Locate each line in the entries below that contains the string "leaf", and copy those lines.

____________

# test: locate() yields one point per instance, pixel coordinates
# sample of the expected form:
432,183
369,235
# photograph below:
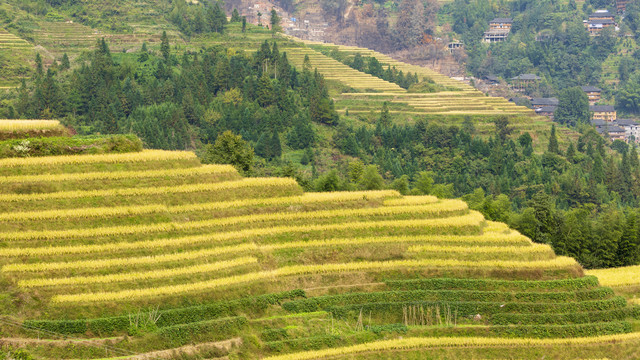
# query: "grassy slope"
114,256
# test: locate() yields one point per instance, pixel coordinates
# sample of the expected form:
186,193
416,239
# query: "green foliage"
198,19
69,145
583,283
511,302
229,149
212,330
573,107
167,318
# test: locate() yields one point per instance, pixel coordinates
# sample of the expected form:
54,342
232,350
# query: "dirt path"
55,342
226,345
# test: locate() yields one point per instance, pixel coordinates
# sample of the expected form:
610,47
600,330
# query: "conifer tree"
64,62
164,46
553,141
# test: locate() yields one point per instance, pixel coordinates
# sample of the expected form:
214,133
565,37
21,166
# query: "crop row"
325,302
133,294
145,155
485,308
25,125
307,198
139,275
539,250
158,190
454,342
247,234
126,261
119,175
622,276
190,255
113,325
471,219
586,282
411,200
571,317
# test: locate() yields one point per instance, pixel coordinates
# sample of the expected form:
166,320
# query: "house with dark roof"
616,133
603,112
602,14
593,93
521,81
539,102
547,111
631,128
595,26
499,29
621,5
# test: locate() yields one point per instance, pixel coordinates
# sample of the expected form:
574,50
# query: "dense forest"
549,38
248,109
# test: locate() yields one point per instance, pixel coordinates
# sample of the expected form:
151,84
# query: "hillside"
129,255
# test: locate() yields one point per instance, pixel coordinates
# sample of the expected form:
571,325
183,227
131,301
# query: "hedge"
568,318
211,330
585,282
471,308
51,146
110,325
323,302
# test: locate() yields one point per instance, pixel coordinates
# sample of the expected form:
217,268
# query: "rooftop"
626,122
526,77
601,13
601,22
546,109
590,88
544,101
602,108
501,20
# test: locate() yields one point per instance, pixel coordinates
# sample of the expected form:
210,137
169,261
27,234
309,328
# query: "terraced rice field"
335,70
74,38
20,128
19,55
93,242
9,41
461,99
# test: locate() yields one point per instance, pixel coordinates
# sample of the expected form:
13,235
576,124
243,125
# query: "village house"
603,112
455,45
547,111
599,20
621,5
499,29
520,82
541,102
631,128
593,93
490,79
626,130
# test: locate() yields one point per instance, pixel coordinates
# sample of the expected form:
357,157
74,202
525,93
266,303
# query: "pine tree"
165,48
597,172
571,152
627,247
275,23
385,118
39,66
358,63
235,16
64,62
275,146
553,141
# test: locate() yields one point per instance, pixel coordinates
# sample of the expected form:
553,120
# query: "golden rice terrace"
129,255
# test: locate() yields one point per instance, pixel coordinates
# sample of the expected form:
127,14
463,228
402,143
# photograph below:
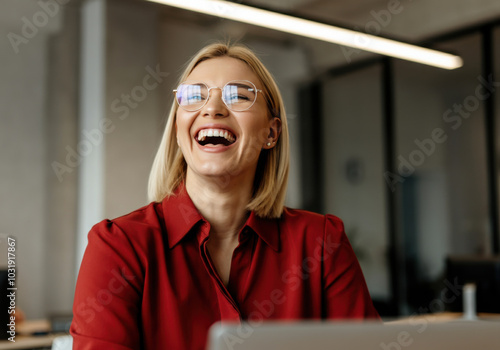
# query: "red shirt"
147,282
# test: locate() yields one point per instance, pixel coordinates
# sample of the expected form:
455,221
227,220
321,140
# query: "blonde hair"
169,167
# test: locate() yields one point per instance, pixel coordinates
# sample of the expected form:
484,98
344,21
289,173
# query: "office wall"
26,136
354,185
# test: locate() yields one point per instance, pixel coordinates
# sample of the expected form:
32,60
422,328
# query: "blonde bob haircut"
169,166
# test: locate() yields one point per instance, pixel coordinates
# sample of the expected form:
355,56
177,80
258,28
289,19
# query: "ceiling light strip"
320,31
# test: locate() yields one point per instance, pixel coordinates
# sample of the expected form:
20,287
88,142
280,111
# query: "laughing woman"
216,243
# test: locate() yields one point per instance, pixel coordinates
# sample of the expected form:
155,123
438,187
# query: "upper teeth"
203,134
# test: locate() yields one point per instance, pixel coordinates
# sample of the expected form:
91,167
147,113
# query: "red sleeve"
346,294
106,309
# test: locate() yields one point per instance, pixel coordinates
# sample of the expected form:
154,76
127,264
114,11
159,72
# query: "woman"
216,243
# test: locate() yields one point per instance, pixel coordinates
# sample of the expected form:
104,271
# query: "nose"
215,107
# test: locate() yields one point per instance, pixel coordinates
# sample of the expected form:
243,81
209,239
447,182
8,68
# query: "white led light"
311,29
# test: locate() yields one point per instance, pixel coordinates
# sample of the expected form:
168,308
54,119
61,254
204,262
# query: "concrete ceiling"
407,20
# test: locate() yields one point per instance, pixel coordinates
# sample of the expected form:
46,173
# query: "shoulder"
298,221
310,219
137,227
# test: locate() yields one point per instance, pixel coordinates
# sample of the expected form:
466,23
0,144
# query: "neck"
222,202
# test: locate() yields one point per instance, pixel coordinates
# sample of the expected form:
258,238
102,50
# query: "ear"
274,133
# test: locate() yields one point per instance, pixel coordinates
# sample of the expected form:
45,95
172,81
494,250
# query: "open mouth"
215,137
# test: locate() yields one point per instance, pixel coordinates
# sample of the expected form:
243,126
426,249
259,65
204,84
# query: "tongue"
214,141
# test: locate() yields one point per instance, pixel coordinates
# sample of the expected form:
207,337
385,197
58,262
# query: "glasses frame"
222,94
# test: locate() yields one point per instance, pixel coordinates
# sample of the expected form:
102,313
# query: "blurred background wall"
84,91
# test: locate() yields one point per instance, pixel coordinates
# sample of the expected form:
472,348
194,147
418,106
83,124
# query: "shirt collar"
181,216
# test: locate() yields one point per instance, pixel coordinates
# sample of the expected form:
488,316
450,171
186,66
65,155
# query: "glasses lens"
192,97
239,95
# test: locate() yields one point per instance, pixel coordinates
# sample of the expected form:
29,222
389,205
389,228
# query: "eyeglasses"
237,95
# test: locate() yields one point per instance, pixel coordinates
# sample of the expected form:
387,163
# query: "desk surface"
24,339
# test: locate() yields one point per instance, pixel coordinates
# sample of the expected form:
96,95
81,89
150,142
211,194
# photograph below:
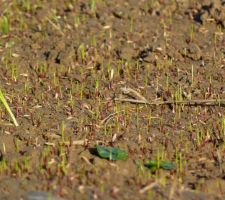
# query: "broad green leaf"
153,165
111,153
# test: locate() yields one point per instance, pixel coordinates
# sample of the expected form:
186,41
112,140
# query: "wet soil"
63,63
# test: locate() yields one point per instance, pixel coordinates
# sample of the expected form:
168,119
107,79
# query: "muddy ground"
65,67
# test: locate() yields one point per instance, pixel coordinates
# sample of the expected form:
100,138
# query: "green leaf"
4,102
111,153
153,165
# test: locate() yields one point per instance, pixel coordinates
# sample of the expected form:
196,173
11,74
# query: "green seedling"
5,25
153,165
5,104
111,153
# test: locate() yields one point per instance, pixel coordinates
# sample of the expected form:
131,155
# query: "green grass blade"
4,102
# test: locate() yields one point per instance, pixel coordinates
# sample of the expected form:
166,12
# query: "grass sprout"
5,104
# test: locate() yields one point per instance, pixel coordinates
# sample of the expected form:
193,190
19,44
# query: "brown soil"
62,64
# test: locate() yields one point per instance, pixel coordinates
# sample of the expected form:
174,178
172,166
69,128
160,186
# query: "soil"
63,63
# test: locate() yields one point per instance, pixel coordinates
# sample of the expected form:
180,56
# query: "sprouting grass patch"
5,104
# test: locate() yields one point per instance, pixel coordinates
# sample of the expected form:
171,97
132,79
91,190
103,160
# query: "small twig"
148,187
110,116
202,102
56,26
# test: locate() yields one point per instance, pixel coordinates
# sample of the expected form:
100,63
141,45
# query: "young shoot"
5,104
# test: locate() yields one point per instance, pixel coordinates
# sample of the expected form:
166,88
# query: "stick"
201,102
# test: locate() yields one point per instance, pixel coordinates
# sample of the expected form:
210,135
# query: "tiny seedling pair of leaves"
111,153
154,165
5,104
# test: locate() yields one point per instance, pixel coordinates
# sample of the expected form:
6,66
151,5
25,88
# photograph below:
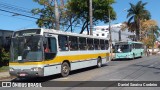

____________

* Exercise response
# query: "broad green leaf"
# query: "green leaf"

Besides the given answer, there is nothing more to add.